▶ **Work item**: Could every line of the data be copied out once more, exactly?

Stored items from a collection

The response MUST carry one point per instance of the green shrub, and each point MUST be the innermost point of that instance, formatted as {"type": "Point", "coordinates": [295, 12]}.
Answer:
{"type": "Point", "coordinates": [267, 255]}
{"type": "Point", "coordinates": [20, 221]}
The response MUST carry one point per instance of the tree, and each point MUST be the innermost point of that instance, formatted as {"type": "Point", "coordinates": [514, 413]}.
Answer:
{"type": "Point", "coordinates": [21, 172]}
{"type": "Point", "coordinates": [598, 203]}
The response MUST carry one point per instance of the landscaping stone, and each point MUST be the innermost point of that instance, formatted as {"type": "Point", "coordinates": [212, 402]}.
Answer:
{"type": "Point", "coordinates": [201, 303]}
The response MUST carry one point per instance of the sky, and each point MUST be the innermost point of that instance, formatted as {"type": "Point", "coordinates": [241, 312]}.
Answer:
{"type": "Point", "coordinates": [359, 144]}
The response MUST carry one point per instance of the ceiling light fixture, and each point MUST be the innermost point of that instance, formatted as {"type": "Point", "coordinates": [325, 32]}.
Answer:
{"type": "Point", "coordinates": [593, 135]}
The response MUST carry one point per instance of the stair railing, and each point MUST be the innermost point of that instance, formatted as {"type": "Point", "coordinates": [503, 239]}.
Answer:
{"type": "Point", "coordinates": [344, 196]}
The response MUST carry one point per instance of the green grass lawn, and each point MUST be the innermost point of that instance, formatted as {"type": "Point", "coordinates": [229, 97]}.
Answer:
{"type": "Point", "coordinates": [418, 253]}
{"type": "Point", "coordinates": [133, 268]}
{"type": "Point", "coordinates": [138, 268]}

▶ **Solution to this exercise**:
The response MUST carry one point per instance of the green shrub, and each point MUST be the innermost point of that instance, formatted as {"type": "Point", "coordinates": [295, 12]}.
Answer:
{"type": "Point", "coordinates": [267, 255]}
{"type": "Point", "coordinates": [20, 221]}
The response MUST carry one point per instance of the tree, and each point MUST be the innermost point of that instance, formatted as {"type": "Point", "coordinates": [514, 413]}.
Answer:
{"type": "Point", "coordinates": [21, 172]}
{"type": "Point", "coordinates": [598, 203]}
The response MUST carry one point per instance of the landscaping stone, and each point MUST be the innermost point of that instance, formatted as {"type": "Point", "coordinates": [212, 402]}.
Answer:
{"type": "Point", "coordinates": [201, 303]}
The response MUST carry one point per instance of the sky, and each point MUST be the innermost point of that instance, formatted as {"type": "Point", "coordinates": [241, 312]}.
Answer:
{"type": "Point", "coordinates": [359, 144]}
The response MUST carry one point per instance of the ceiling light fixture, and each point MUST be the innermost point of that instance, formatted as {"type": "Point", "coordinates": [325, 32]}.
Answer:
{"type": "Point", "coordinates": [593, 135]}
The response MUST carry one point per instance of the stair railing, and each point MUST be the innermost point of that instance, formatted as {"type": "Point", "coordinates": [503, 239]}.
Answer:
{"type": "Point", "coordinates": [344, 196]}
The response MUST carry one point per instance of the green grass lawn, and each point MUST be the innermost point of that instance, formatted as {"type": "Point", "coordinates": [229, 97]}.
Answer:
{"type": "Point", "coordinates": [418, 253]}
{"type": "Point", "coordinates": [133, 268]}
{"type": "Point", "coordinates": [138, 268]}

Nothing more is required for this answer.